Beginning with the line that contains "Thank you for the photo. Please point out the hooded", output each line below exactly through the last one, both included, and nothing else.
---------- DATA SHOWN ----------
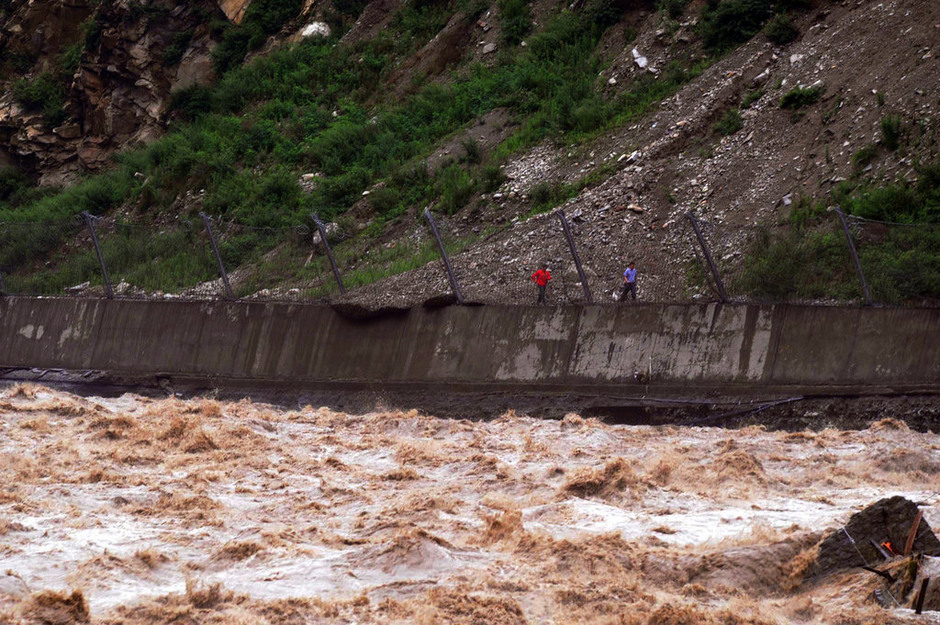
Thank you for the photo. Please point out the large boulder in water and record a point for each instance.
(887, 520)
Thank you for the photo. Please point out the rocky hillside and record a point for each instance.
(755, 116)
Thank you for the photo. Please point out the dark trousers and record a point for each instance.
(628, 287)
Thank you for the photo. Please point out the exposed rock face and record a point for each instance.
(121, 88)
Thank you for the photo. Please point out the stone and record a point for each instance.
(316, 29)
(888, 520)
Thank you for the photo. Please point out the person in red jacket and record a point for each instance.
(541, 278)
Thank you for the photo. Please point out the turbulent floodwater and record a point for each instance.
(134, 510)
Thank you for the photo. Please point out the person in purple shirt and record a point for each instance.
(629, 282)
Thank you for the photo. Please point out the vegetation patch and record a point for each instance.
(730, 123)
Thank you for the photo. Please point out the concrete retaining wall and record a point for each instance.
(670, 345)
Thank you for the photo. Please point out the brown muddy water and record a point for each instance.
(134, 510)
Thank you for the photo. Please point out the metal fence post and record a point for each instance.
(708, 257)
(858, 264)
(89, 221)
(218, 257)
(574, 254)
(440, 245)
(329, 252)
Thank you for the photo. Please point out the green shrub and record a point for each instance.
(801, 97)
(891, 130)
(44, 93)
(603, 13)
(492, 177)
(730, 123)
(473, 151)
(515, 20)
(455, 188)
(192, 102)
(384, 200)
(781, 31)
(673, 8)
(726, 24)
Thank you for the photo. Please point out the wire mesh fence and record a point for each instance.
(197, 257)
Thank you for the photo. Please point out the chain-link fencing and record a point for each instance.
(686, 259)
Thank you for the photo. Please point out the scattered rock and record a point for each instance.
(316, 29)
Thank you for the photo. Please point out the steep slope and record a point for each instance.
(628, 116)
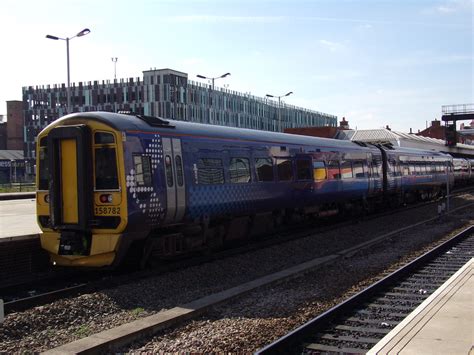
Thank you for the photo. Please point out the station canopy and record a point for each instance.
(405, 140)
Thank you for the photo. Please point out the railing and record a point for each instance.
(457, 109)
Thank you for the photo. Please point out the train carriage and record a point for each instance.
(114, 185)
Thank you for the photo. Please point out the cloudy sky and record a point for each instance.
(376, 62)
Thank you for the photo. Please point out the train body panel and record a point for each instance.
(173, 186)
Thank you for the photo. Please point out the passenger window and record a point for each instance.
(319, 171)
(346, 169)
(239, 170)
(303, 169)
(406, 170)
(143, 175)
(358, 169)
(103, 138)
(264, 169)
(105, 169)
(179, 170)
(210, 171)
(285, 172)
(169, 171)
(43, 167)
(375, 169)
(334, 171)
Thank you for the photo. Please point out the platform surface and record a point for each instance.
(18, 218)
(442, 324)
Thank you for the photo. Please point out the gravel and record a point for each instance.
(246, 324)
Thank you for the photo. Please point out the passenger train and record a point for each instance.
(114, 185)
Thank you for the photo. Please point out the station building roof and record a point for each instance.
(11, 154)
(400, 139)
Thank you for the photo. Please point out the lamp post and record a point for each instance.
(279, 107)
(217, 77)
(11, 170)
(114, 59)
(80, 34)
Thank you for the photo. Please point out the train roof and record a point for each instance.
(130, 123)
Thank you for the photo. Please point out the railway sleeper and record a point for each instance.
(355, 339)
(334, 349)
(371, 321)
(362, 329)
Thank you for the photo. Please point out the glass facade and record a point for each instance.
(164, 93)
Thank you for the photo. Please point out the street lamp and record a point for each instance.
(217, 77)
(80, 34)
(114, 59)
(279, 107)
(11, 170)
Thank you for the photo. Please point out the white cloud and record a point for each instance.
(452, 6)
(226, 19)
(421, 59)
(332, 46)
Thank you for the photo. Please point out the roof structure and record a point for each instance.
(401, 139)
(11, 155)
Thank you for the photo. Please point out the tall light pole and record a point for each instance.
(80, 34)
(217, 77)
(279, 107)
(114, 59)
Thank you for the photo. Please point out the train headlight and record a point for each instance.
(105, 198)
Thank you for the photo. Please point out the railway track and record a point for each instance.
(52, 286)
(360, 322)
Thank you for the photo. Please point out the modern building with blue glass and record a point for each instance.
(164, 93)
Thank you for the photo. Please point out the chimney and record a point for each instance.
(343, 124)
(435, 123)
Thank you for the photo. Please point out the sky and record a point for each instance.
(375, 62)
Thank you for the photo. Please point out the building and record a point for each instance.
(14, 125)
(12, 166)
(165, 93)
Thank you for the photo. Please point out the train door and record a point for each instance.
(175, 183)
(70, 187)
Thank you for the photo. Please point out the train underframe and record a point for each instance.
(208, 234)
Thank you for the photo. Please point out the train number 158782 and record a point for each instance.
(106, 211)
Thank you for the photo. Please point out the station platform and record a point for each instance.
(442, 324)
(18, 219)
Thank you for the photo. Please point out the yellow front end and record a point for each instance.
(66, 206)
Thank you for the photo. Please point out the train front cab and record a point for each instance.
(81, 199)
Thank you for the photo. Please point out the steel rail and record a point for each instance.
(288, 343)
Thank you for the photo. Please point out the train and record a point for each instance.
(113, 187)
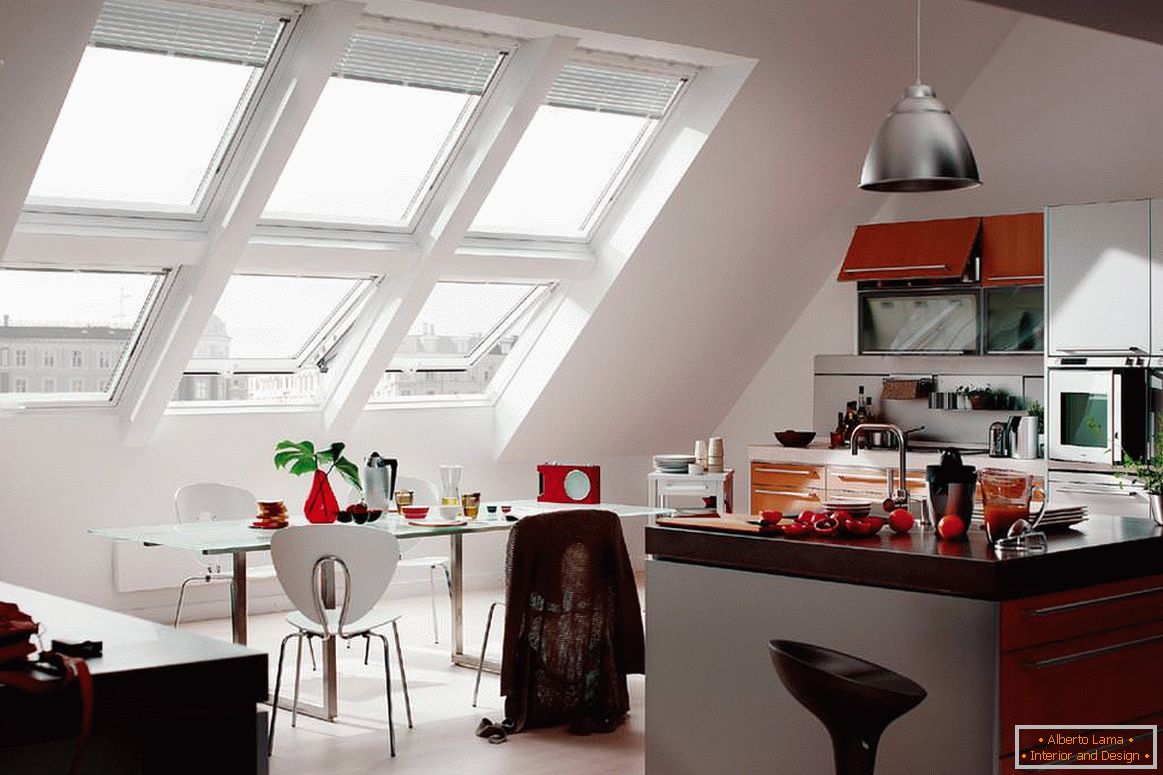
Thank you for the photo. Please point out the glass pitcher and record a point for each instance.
(1006, 497)
(450, 484)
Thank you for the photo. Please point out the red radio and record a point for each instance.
(566, 483)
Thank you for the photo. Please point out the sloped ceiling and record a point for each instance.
(760, 218)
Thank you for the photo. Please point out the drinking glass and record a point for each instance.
(1006, 497)
(470, 502)
(450, 484)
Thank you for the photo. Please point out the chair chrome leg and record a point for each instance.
(484, 646)
(275, 699)
(387, 684)
(404, 676)
(432, 599)
(298, 673)
(182, 596)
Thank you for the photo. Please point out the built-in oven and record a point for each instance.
(1097, 414)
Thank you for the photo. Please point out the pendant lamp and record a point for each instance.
(919, 147)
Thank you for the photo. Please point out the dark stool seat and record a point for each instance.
(855, 699)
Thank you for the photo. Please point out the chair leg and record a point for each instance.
(387, 685)
(298, 674)
(275, 703)
(432, 599)
(182, 596)
(484, 645)
(404, 676)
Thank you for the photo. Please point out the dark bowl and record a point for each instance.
(794, 438)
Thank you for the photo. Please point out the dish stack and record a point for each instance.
(856, 507)
(272, 514)
(672, 463)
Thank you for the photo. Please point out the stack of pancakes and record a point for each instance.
(271, 514)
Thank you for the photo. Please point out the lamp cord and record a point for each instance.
(918, 42)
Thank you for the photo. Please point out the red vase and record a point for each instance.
(321, 505)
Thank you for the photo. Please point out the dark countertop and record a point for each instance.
(1099, 550)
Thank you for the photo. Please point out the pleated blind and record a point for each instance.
(187, 30)
(591, 87)
(413, 62)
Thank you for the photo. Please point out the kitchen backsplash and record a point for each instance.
(839, 377)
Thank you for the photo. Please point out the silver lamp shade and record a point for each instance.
(919, 148)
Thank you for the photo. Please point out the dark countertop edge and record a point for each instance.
(918, 571)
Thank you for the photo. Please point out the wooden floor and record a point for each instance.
(442, 741)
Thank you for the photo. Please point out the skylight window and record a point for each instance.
(461, 338)
(382, 132)
(577, 151)
(270, 339)
(68, 335)
(157, 100)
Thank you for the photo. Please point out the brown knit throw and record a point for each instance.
(572, 623)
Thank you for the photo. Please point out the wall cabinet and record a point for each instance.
(1099, 278)
(1012, 249)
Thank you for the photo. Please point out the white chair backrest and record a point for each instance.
(208, 502)
(370, 555)
(426, 493)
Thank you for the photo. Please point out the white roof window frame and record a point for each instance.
(129, 358)
(540, 305)
(626, 173)
(387, 27)
(80, 215)
(312, 354)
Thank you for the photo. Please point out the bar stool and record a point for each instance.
(855, 699)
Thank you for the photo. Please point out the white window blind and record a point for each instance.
(415, 63)
(591, 87)
(187, 32)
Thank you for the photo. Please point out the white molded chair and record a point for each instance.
(365, 559)
(427, 495)
(209, 502)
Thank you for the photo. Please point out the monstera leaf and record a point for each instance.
(301, 457)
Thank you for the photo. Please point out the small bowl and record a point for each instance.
(794, 438)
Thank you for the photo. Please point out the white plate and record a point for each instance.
(436, 523)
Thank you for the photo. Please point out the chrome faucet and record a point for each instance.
(897, 498)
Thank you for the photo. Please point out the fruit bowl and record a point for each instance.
(794, 438)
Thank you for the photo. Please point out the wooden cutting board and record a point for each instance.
(729, 524)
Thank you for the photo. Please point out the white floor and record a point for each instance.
(442, 741)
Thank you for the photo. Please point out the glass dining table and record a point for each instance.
(238, 539)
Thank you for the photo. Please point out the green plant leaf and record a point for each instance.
(304, 464)
(284, 456)
(350, 471)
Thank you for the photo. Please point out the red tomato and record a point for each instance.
(826, 526)
(950, 527)
(900, 520)
(798, 528)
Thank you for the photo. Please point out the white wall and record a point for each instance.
(1060, 114)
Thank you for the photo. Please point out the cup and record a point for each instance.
(1006, 497)
(470, 502)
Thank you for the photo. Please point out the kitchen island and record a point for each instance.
(1071, 635)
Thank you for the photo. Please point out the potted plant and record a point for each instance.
(300, 457)
(1148, 474)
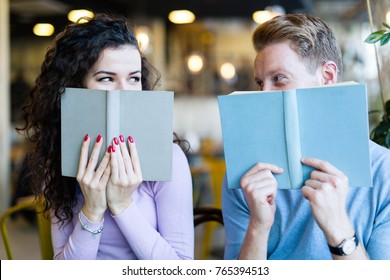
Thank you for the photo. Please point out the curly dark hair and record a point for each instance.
(67, 61)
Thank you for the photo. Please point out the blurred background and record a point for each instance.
(206, 53)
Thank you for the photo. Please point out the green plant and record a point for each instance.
(381, 35)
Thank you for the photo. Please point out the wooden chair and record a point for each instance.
(44, 227)
(211, 217)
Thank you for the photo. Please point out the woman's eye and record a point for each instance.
(105, 79)
(260, 83)
(135, 79)
(279, 79)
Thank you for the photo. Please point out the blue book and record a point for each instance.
(281, 127)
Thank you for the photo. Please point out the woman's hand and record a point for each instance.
(327, 191)
(93, 183)
(260, 186)
(126, 175)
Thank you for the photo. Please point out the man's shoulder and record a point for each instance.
(379, 155)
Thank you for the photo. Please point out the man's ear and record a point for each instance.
(329, 72)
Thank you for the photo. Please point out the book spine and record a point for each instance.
(113, 115)
(294, 154)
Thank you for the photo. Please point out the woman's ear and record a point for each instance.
(329, 72)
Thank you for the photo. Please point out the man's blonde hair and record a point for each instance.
(308, 35)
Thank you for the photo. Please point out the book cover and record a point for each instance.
(281, 127)
(147, 116)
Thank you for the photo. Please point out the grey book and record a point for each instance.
(147, 116)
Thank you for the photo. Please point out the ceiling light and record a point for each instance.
(195, 63)
(143, 37)
(75, 15)
(43, 29)
(227, 71)
(181, 16)
(262, 16)
(269, 12)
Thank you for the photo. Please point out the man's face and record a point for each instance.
(278, 67)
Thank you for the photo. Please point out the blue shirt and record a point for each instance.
(296, 235)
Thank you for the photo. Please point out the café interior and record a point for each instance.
(201, 55)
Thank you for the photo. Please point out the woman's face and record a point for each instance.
(116, 69)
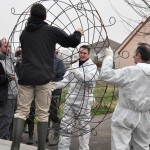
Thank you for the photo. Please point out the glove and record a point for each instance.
(109, 52)
(80, 30)
(53, 86)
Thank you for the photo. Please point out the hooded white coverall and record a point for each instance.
(78, 103)
(131, 118)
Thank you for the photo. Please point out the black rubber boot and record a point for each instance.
(30, 139)
(54, 141)
(42, 132)
(18, 127)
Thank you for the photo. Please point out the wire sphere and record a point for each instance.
(70, 15)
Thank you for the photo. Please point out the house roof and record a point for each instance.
(101, 44)
(132, 35)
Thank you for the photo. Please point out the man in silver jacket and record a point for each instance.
(80, 79)
(131, 118)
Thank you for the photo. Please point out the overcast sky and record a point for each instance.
(117, 32)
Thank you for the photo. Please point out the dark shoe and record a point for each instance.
----------
● RESULT FOR THIS TASK
Thank you for the photo. Please point out the hooded white coverall and record a point for each instance.
(78, 103)
(131, 118)
Thank you for the photo. Please point out the black rubber boot and record a point for each instance.
(30, 139)
(54, 141)
(42, 132)
(18, 127)
Thank you for the photo. Please point out the wire sphere and record a point for each instance.
(70, 15)
Thank you for the photo. Please point out the house roof and record a point for each instance.
(101, 44)
(132, 35)
Thank you for the photo. Please point out the man in silver jacket and record a point for each instance.
(80, 79)
(131, 118)
Thank you for the photo. Please point out the overcast sky and record a point for each instance.
(117, 32)
Thank you for the photo. Please point out the dark shoe and record a point for each instance.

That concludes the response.